━━━━━ TEXTE À LIRE ━━━━━
L'origine de Jeu
Les jeux dans la Grèce et la Rome antiques
On sait que pendant le siège de Troie, les Grecs, pour en tromper la longueur et pour adoucir leurs fatigues, s'amusaient à différents jeux.
A l'imitation des Grecs, les Romains eurent aussi leurs jeux. Les plus connus étaient celui de pair ou non, la mourre, le trochus, le jeu des larrons, qui approchait de notre jeu d'échecs, et se jouait sur une table marquée en façon d'échiquier ; auxquels on peut joindre deux jeux de hasard, savoir celui des osselets et celui des dés ; mais nous voyons que, jusqu'à la fin de la république, les jeux de hasard furent sévèrement défendus.
Le jeu chez les Germains
Les Germains, suivant le témoignage de Tacite, se livraient à cette passion avec une telle frénésie, qu'après avoir tout perdu, ils se jouaient eux-mêmes en un seul coup ; alors le vaincu, quoique plus jeune et plus fort, se laissait garrotter et vendre aux étrangers. Saint Ambroise va plus loin : Les Huns, dit—il, après avoir mis au jeu leurs armes et tout ce qu'ils ont de plus cher, y exposent leur vie, et se donnent la mort pour s'acquitter envers le gagnant.
━━━━━
■ **CONSIGNE**
Relevez tous les jeux des Romains que nomme le texte ci-dessus sur l'origine du jeu.
━━━━━ LIGNES DE DONNÉES ━━━━━
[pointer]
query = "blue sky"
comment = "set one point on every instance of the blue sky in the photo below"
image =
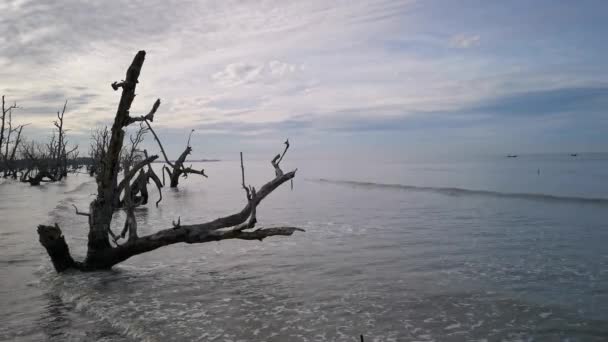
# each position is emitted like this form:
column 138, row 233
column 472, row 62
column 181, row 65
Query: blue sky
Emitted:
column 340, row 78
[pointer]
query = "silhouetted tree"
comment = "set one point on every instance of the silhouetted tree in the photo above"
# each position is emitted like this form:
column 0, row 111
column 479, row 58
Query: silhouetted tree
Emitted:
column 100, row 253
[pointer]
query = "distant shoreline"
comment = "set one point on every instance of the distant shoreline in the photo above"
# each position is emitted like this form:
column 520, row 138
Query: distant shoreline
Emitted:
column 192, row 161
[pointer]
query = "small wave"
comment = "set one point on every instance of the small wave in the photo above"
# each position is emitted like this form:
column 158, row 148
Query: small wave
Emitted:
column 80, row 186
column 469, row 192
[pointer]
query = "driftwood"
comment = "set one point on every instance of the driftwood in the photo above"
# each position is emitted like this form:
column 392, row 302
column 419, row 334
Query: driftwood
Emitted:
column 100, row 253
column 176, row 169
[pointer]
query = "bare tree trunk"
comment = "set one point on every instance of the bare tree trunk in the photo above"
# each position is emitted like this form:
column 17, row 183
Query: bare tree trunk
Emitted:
━━━━━
■ **CORRIGÉ**
pair ou non, la mourre, le trochus, le jeu des larrons, les osselets, les dés